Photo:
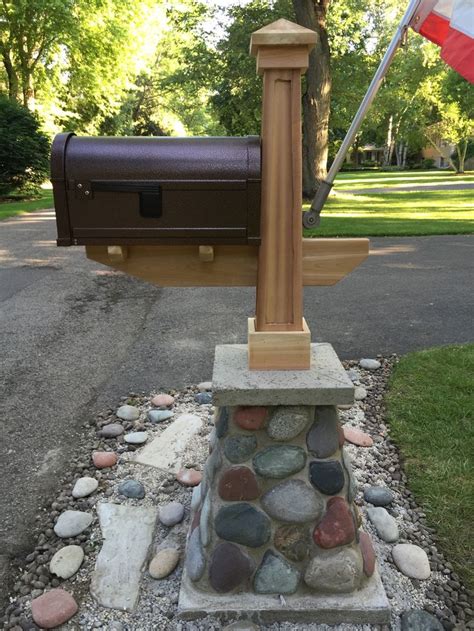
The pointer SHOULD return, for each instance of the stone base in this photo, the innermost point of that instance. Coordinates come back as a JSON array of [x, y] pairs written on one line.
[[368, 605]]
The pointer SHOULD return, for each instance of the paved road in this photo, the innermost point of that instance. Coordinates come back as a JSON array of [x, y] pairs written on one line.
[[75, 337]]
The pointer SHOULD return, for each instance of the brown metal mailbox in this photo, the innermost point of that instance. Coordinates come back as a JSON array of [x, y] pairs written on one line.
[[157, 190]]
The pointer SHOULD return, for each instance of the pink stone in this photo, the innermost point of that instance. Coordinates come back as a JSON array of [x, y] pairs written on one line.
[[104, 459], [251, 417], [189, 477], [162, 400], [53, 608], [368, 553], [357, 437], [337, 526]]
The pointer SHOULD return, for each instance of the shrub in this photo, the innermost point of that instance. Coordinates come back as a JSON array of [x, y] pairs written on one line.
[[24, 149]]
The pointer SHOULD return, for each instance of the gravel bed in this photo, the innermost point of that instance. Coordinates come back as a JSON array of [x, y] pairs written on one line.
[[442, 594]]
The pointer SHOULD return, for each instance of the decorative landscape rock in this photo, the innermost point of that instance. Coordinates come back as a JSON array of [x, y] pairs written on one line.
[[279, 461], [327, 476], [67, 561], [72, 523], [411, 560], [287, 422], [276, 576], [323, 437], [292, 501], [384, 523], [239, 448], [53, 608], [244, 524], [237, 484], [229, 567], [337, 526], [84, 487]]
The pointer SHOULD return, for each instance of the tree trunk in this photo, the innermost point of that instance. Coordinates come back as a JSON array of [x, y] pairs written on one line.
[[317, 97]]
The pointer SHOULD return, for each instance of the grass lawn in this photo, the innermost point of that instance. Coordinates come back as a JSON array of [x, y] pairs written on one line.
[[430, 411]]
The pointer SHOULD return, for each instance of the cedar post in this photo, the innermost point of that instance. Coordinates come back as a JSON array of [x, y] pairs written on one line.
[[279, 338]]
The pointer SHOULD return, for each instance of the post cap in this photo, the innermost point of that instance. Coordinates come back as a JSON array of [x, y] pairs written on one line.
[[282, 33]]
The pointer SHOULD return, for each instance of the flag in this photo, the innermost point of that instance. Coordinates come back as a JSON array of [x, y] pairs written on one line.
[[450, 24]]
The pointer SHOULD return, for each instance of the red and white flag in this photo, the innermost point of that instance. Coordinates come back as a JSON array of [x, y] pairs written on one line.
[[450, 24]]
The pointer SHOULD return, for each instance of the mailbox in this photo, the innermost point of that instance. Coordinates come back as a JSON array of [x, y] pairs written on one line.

__Aim of the task__
Copy the listing over exactly, skipping the pictures it holds.

__Your response__
Photo:
The pointer SHOULD return, for each instance of the stone base in this photo, the innermost point of that instance. Coordinates come back as a JSON array of [x, y] pairs written on one line.
[[368, 605]]
The pointer SHOULD return, for each instance of the paved road in this photo, the innermost point of that instance. Coordinates come back as a JSON array of [x, y] pairs written on one line.
[[75, 337]]
The pointer SHOULD return, for each instance of the brown metal mailbox in this photo, the innermost point of that instance. Coordinates come back as a JSON array of [x, y] pairs written on one line.
[[157, 190]]
The pointer SHOULD return, for each instance of the pink stone in this photo, the innermost point of that instance. Coordinates come back as a JSON array of [x, y] pairs written on one line.
[[104, 459], [251, 417], [189, 477], [162, 400], [53, 608], [368, 553], [357, 437], [337, 526]]
The pointer SHOULD return, for each instance of the shrub in this photo, the innermost point of that instance. Coordinates come back as a JSON array of [x, y] pairs written on one line.
[[24, 149]]
The pointer SHOULD return, for each instance of the gravel bed in this photo, the innermost point of that instance. Coordinates come back as a JSON array of [x, y] pairs written on one line.
[[442, 594]]
The pointer SHOULD return, for each instance of the decorative landscape rock in this photo, the innermost point of that instance. Coordinates come back as a JSON array of [x, y] pairs written on one line.
[[279, 461], [327, 476], [67, 561], [72, 523], [411, 560], [287, 422], [276, 576], [323, 437], [292, 501], [384, 523], [239, 448], [53, 608], [244, 524], [237, 484], [229, 567], [337, 526], [84, 487]]
The pointer SHOULD return, for each instance of the tree trunk in this photo, the innermost point of that instance. Coordinates come back as a JSON array of [x, y] pairs written on one line.
[[317, 97]]
The pointer SHOULD return, for each instance of the grass lawn in this photo, the innermost point of that instance. Coordinates come back as a JSON array of [x, y] pairs written on one line.
[[430, 411]]
The pointer SHOULD return, for each instance of the cedar post in this photo, the innermost point of that instance. Coordinates come back as a JSON array of [x, y] pairs written on one line.
[[279, 338]]
The pointer SHOULD return, for each instance of the post cap in this photo, the innermost point of that instance. Coordinates come back as a JSON array of [x, y] pairs written on one line.
[[282, 33]]
The pointer SHOULD return, for each instance of the flag in this photo, the innermost point of that instance. Coordinates come back as a JSON array of [x, y] pairs written on one line.
[[450, 24]]
The pointer SHOULD return, for each instance of the red and white flag in this photo, the innermost point of that instance. Coordinates come back as a JSON array of [x, y] pairs written on one line.
[[450, 24]]
The pointer SHOULD return, for each instance of the mailbox in this photo, the innermost point of that instance. Coordinates come back as a JSON array of [x, y] pairs written on one line.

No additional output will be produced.